Given text
* * * * *
With the turn of a new administration and a new year, it’s fun to play king for a day. How about I go first? I would build a 21st-century American General Staff.
Several smart folks have called for this in front of Congress. Jim Thomas said he’d like to see a “true General Staff” that would “advocate for globally fungible power projection capabilities” and act as the “military’s global brain.” Adm. (Ret) James Stavridis also said he’d “stand up a truly independent General Staff,” to be “manned by the brilliant few, selected from their service at the [mid-career rank of major or lieutenant colonel], and permanently assigned to the General Staff.” Both made strong cases for a General Staff (GS) to meet current and coming challenges. And while they’ve put their fingers on a problem and argued that we should stand up a GS, and what this GS ought to do, they’ve skimped on specifically how we’d actually pull it together.
Moreover, prescient as Thomas and Stavridis are, they’ve missed the larger problem: for geographic and institutional reasons, we’ve dispersed our military’s strategic talent in command and staffs across the globe (AKA death by 1,000 commander’s initiatives groups)—we have no central hub for our finest minds to tackle our toughest problems. A GS, operating alongside the Joint Staff, would overcome this oversight.
Some might argue the Department of Defense’s Office of Net Assessment fits this bill, but it’s just too small. Lockheed Martin’s famed “skunkworks” lab is out because it’s beholden to corporate interests and overly tactical, focused on winning dogfights and not wars. DARPA is cool but too sci-fi to qualify. And the National Security Council staff’s portfolio is so broad, wide ranging, and focused on putting out the fires of the day that it isn’t optimized to concentrate on strategic problems specific to war and warfare.
* * * * *
Supplied data
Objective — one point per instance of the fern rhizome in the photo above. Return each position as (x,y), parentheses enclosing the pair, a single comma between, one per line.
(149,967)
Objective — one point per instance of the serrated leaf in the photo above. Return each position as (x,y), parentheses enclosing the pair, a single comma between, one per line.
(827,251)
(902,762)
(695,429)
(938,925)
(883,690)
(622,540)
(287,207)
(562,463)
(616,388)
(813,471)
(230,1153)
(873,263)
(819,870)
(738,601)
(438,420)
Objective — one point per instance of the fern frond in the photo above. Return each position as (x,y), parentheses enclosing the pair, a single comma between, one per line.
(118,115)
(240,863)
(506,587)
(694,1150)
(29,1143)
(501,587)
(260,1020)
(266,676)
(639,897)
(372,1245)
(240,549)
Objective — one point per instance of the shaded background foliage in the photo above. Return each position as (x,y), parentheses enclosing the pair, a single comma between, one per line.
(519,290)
* * * * *
Your objective
According to the text on an American General Staff, why doesn't the Department of Defense's Office of Net Assessment fit the bill?

Result for this exercise
It is too small.